For a long time my family went without a budget. We took things one day at a time and paid a bill whenever it came in. Towards the end of the month things got really tight and we could never figure out where all our money was going. We figured that we should have a lot left to live on after we paid our bills, but we never seemed to have enough. Frustrated and feeling the pinch I decided to draw up a family budget. Here is how I got started:
1. Bills and due dates – The first thing I did was write down all the bills we had to pay every month. I made a note of the average price paid and the date it was due. I also made notes on grace periods and late payment fees as well as online payment fees. By doing this I was able to see what order we should pay the bills in. For example although my house payment was due on the first of the month we had until the sixteenth of the month to actually pay it before a late payment was due. This meant that we could pay some of the smaller bills early in the month and leave that one for later. Instead of being very broke on one paycheck and then having a lot left over on another I was able to balance out the bill payment schedule.
Also by looking at the total amount of the bills I was able to see areas that we could cut down on. Cable television and telephone bills were one of the first places we cut down by switching to a more affordable plan. We also managed to cut down on the price of the home and car insurance by bundling them together. We also cut down on expenses because we noticed that reoccurring charges were coming out of our bank account for services we were not using. It was only a few dollars a month but that really added up. To prevent future occurrences of this I now buy “point” cards that are not connected to my bank for those specific services. When the points run out the service is cut off rather than my bank being charged.
2. Saving and Tithing – Since the Lord is very important in our lives we always include His ten percent first before subtracting anything else from our budget. Then we also subtract ten percent to go into our savings account for emergencies. Before I set up a budget the savings account was the last thing we took out. Now it is among the first and it really shows!
3. Pay times – After getting the bills and things in line I set up a document with the dates and amounts of each pay check. Since my spouse and I are on different pay schedules it is hard to see when we are going to have money without writing it down. I get paid on set dates but my spouse gets paid every other Friday. This means that some months we get income in every week and other months we go two weeks between checks. By writing down the dates we should get paid each month I can easily set up certain bills to be paid by certain checks. I may even split up a large bill, like the house payment, into two checks.
After the deductions are set up I subtract that amount from the check and see what will be left over. That is how much money we have to spend on things like food, gas and entertainment. Depending on what is going on in our lives I will sometimes also calculate the average gas needs for that time period and treat it as a bill too. By seeing exactly how much is left we can choose to forgo eating out so we can go out to the movies or grab something to go instead of making dinner at home.
§
▸ What you have to do: Reproduce, word for word, everything in the family budget text from "2. Saving and" down to "it really shows!".

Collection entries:
§
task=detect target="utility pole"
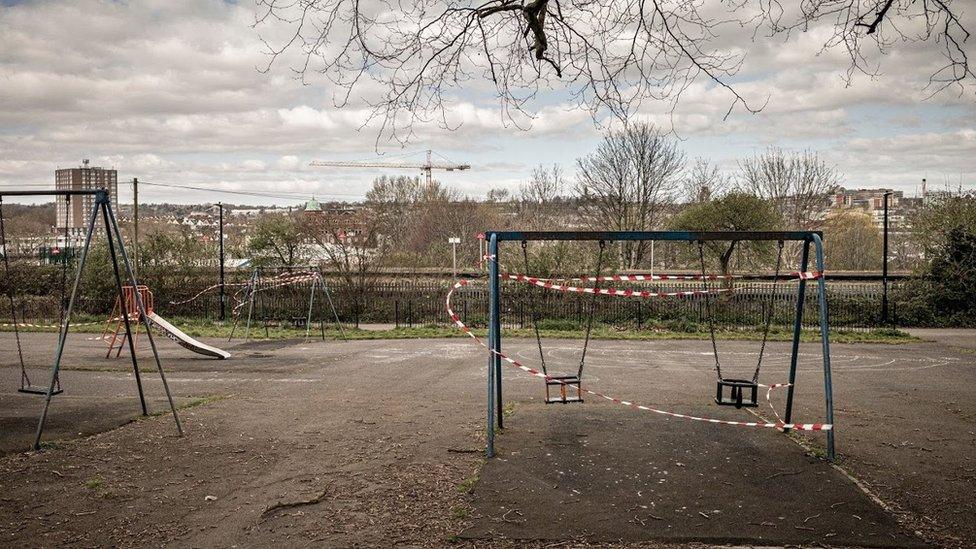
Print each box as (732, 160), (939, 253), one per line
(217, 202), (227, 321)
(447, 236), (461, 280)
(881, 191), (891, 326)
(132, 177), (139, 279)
§
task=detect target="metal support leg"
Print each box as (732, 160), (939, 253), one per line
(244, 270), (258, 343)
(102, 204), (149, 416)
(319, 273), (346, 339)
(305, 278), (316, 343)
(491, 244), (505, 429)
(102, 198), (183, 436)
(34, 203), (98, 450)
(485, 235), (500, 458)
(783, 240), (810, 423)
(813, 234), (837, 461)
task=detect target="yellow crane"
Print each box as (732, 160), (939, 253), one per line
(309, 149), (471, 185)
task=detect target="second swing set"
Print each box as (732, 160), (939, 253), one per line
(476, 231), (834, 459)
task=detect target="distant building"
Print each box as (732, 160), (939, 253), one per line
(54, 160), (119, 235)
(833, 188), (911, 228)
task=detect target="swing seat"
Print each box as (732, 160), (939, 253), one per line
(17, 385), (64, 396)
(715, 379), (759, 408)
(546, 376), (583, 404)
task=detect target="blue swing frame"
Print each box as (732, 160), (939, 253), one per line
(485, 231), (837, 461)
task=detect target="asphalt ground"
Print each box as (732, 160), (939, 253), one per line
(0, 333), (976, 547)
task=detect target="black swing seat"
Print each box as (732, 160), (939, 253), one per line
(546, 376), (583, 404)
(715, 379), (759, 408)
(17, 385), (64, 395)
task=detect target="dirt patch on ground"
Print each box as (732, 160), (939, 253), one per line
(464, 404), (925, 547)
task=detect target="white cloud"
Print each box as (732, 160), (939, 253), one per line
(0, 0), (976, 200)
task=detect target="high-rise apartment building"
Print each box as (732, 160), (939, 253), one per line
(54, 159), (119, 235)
§
▸ Solution to this problem:
2. Saving and Tithing – Since the Lord is very important in our lives we always include His ten percent first before subtracting anything else from our budget. Then we also subtract ten percent to go into our savings account for emergencies. Before I set up a budget the savings account was the last thing we took out. Now it is among the first and it really shows!